[WRITTEN INSTRUCTION]
Convert the records into a Markdown table with the columns Row and Line, starting at the line that contains "Q: Pick out each instance of the football player" and ending at the line that contains "(1175, 159)". Give each line its own numbered row and leave out blank lines.

[RECORDS FOR THIS TASK]
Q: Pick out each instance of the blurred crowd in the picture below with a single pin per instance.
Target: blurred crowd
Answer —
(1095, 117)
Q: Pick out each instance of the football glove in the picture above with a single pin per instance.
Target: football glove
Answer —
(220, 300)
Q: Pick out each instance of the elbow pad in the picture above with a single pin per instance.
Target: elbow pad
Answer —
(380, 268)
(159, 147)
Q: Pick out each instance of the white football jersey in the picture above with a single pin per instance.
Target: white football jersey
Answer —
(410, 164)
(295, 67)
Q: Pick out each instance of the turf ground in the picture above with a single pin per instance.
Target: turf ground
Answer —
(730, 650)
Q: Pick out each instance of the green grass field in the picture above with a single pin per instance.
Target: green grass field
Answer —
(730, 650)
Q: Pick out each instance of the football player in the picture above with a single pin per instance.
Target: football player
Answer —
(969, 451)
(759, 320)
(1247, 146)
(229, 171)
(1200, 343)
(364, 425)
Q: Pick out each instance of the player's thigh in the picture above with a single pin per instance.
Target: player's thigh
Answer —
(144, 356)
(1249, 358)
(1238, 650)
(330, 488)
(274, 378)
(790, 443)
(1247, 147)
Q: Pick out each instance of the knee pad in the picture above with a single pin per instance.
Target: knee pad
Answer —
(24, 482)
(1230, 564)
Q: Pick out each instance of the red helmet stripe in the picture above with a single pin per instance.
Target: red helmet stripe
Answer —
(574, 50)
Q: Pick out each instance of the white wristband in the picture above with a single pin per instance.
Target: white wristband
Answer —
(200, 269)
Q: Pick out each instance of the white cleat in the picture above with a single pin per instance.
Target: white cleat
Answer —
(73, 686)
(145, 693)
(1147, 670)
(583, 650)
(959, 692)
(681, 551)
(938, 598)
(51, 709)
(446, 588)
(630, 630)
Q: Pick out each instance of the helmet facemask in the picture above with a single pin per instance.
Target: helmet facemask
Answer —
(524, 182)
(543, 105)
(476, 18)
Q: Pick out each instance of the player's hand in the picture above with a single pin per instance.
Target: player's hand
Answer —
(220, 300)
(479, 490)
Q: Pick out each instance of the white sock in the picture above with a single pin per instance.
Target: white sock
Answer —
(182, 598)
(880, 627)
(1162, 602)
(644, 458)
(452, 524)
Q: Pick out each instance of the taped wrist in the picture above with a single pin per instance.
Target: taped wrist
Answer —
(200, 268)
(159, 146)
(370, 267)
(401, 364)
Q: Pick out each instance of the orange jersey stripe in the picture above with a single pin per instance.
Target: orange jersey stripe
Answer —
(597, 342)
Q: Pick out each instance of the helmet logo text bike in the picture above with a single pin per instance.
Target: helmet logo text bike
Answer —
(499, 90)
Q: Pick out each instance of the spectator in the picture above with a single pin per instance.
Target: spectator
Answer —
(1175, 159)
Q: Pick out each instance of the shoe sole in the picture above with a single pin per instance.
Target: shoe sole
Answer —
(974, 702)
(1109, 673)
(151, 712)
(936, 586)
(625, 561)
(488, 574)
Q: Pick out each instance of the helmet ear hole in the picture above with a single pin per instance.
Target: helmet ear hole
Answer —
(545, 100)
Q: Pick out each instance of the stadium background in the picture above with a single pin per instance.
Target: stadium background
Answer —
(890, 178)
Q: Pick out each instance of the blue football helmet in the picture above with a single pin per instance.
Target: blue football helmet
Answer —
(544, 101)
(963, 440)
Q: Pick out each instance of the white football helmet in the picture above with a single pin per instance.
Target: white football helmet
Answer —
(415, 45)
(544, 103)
---
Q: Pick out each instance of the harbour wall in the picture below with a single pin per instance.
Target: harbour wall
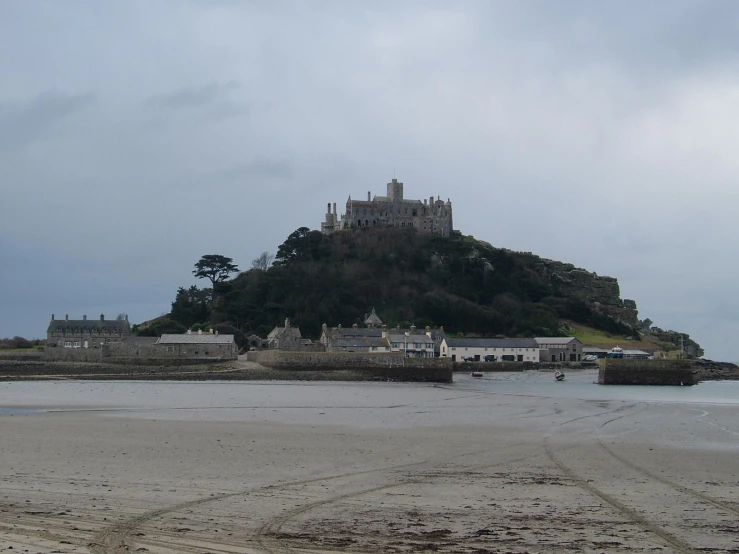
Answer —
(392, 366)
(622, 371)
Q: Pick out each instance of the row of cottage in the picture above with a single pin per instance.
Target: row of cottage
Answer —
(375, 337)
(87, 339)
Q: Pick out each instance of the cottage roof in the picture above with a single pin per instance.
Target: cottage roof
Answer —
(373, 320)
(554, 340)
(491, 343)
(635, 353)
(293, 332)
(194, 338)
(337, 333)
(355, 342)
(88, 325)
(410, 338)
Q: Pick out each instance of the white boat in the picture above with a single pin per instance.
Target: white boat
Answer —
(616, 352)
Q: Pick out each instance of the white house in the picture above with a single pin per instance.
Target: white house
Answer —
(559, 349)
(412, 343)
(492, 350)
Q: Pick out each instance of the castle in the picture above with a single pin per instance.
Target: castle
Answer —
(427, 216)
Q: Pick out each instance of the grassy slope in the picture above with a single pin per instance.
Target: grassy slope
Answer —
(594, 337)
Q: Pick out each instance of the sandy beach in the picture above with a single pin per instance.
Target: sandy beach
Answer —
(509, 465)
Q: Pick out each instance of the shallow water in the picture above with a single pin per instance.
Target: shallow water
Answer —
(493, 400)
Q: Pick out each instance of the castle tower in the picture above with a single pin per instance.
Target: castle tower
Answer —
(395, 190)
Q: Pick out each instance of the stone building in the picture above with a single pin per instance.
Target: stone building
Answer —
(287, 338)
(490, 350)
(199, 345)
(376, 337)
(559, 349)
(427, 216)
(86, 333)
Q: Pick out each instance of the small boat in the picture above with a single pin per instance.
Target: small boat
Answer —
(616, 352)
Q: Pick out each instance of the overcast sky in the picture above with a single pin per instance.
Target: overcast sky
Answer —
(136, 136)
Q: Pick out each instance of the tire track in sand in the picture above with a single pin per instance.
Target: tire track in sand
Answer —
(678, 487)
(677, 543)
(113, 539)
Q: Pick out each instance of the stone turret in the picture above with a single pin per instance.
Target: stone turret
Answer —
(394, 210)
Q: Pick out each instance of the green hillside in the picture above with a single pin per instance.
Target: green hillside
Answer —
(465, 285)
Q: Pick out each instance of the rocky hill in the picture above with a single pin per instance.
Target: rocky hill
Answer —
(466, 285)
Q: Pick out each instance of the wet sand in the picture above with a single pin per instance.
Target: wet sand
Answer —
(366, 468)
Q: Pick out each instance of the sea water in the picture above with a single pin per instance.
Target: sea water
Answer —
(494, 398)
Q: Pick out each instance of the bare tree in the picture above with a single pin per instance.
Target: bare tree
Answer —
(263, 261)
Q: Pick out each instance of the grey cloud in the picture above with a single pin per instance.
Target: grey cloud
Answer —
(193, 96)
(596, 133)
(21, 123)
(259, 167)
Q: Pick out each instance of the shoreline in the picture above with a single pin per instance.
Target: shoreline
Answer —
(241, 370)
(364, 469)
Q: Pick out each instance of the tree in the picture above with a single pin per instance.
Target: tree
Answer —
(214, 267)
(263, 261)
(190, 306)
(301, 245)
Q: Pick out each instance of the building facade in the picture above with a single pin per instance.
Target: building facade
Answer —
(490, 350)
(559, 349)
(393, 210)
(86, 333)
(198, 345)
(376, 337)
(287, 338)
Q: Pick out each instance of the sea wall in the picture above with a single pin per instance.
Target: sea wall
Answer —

[RESPONSE BELOW]
| Row | Line |
|---|---|
| 1 | Q: Pick out each instance of the football player in the picture above with a single pin per instance. |
| 2 | Target: football player |
| 3 | Answer — |
| 4 | (969, 451) |
| 5 | (759, 320) |
| 6 | (1247, 146) |
| 7 | (229, 171) |
| 8 | (1200, 343) |
| 9 | (364, 425) |
| 10 | Q: Pick out each instance of the player's thigh in the picture above with a single pin per instance. |
| 11 | Target: player's thigh |
| 12 | Answer — |
| 13 | (144, 356) |
| 14 | (1249, 358) |
| 15 | (1238, 650) |
| 16 | (330, 488) |
| 17 | (274, 378) |
| 18 | (790, 443) |
| 19 | (1247, 147) |
| 20 | Q: Pick out each instance of the knee pad in the picture above with a single pin per instance. |
| 21 | Target: knee pad |
| 22 | Answer — |
| 23 | (24, 482) |
| 24 | (1230, 564) |
| 25 | Q: Pick out each instance of the red helmet stripe in the picture above with a single pin per instance. |
| 26 | Target: red helmet stripe |
| 27 | Answer — |
| 28 | (574, 50) |
| 29 | Q: Pick out each instance of the white wristband in the picture above with a single pin per instance. |
| 30 | Target: white wristband |
| 31 | Answer — |
| 32 | (200, 269) |
| 33 | Q: Pick out each instance of the white cleat in the picture above with a single pin per instance. |
| 34 | Target: white cleat |
| 35 | Answer — |
| 36 | (73, 686) |
| 37 | (145, 693) |
| 38 | (1147, 670) |
| 39 | (583, 650) |
| 40 | (959, 692) |
| 41 | (681, 551) |
| 42 | (938, 598) |
| 43 | (51, 709) |
| 44 | (446, 588) |
| 45 | (630, 630) |
| 46 | Q: Pick out each instance of the helmet facemask in the picture above with a single pin per instance. |
| 47 | Target: helmet facemask |
| 48 | Answer — |
| 49 | (524, 182) |
| 50 | (543, 105) |
| 51 | (476, 18) |
| 52 | Q: Pick out each instance of the player's hand in the picture above with a single pin per instance. |
| 53 | Target: player's hand |
| 54 | Answer — |
| 55 | (220, 300) |
| 56 | (479, 490) |
| 57 | Q: Pick out each instance of the white sock in the picture above with a single pin per instance. |
| 58 | Target: white sock |
| 59 | Answer — |
| 60 | (182, 598) |
| 61 | (880, 627) |
| 62 | (1162, 602) |
| 63 | (644, 458) |
| 64 | (452, 524) |
| 65 | Q: Pick out each instance of the taped wrist in the picture above with a single pin per instance. |
| 66 | Target: taped wrist |
| 67 | Answer — |
| 68 | (200, 268) |
| 69 | (159, 146) |
| 70 | (370, 267) |
| 71 | (401, 364) |
| 72 | Q: Pick out each instance of the orange jersey stripe in the picture above with a single pin per instance. |
| 73 | Target: orange jersey stripe |
| 74 | Answer — |
| 75 | (597, 342) |
| 76 | Q: Pick out each instance of the helmet logo text bike in the picture above with a single pin per instance. |
| 77 | Target: helmet logo text bike |
| 78 | Answer — |
| 79 | (499, 90) |
| 80 | Q: Pick out each instance of the spectator in the picture above with a single pin per instance. |
| 81 | Target: spectator |
| 82 | Answer — |
| 83 | (1175, 159) |